Text shown
Truth be told: I am a slow reader.

But while this could be an issue when reading for research or study purposes, I think it’s a blessing when reading for pleasure, be it fiction or non-fiction novels.

Each word takes its time: it’s absorbed, sunk in, felt.

I am part of the story, I notice each character’s traits.

Each book opens a completely new dimension.

Some say it’s escapism, I say it’s more than that. It’s curiosity, creativity and discovering a new world with the eyes of a child, where each page you turn brings you new possibilities.

Developing empathy

As I kept reading, I learnt that a 2013 study shows a link between reading fiction and the ability to imagine other people mental states, i.e. empathy.

As a kid and until now, many fiction and non-fiction characters have moved me so much that they’ve left their mark on me.

Sometimes and long after I’ve read a book, I catch myself thinking of the plot, twists or characters whenever I am going through a time that reminds me of what I felt while reading.

A beloved book, entwined with our lives, can anchor us in difficult times or become a sail, drawing us forward.

Many times, knowing that someone else in the world went through the same thing as me made me feel I wasn’t alone and brought me comfort. If someone else managed to go through it, why couldn’t I?

As Charles William Elliot says:

Books are the quietest and most constant of friends, they are the most accessible and wisest of counsellors, and the most patient of teachers.


The definition of bibliotherapy has evolved over time. In its more basic form, bibliotherapy uses books to aid people in solving the issues that they may be facing at a particular time in their life.

While the word bibliotherapy has been creating a buzz recently and getting more media coverage, the ancient Greeks posted signs above library doors, informing readers that they were entering a healing place for the soul.

I had friends “prescribing” me books when I was heart broken. And I take self-prescription seriously: I read many book reviews online to help me pick the best book. The one that will have the most meaning to me.

No doubt bibliotherapy is becoming popular. Have you tried it?

Data supplied
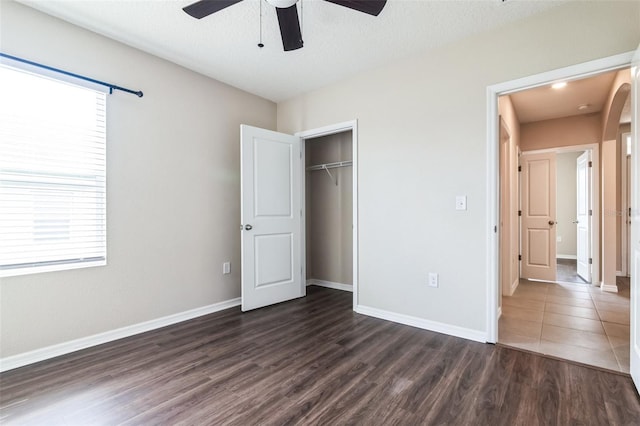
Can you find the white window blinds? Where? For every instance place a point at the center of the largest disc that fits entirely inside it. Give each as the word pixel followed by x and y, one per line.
pixel 52 174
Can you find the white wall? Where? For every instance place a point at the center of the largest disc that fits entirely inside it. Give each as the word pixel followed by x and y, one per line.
pixel 173 191
pixel 421 129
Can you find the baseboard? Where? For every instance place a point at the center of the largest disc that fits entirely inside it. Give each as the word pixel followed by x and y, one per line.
pixel 330 284
pixel 611 288
pixel 566 256
pixel 438 327
pixel 31 357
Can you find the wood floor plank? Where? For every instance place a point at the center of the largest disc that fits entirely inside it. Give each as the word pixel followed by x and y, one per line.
pixel 309 361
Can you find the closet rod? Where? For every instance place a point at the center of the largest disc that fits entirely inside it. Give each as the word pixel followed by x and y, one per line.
pixel 331 165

What is expected
Copy the part of the piece on reading from "Books are the" to "in their life." word for word.

Response below
Books are the quietest and most constant of friends, they are the most accessible and wisest of counsellors, and the most patient of teachers.


The definition of bibliotherapy has evolved over time. In its more basic form, bibliotherapy uses books to aid people in solving the issues that they may be facing at a particular time in their life.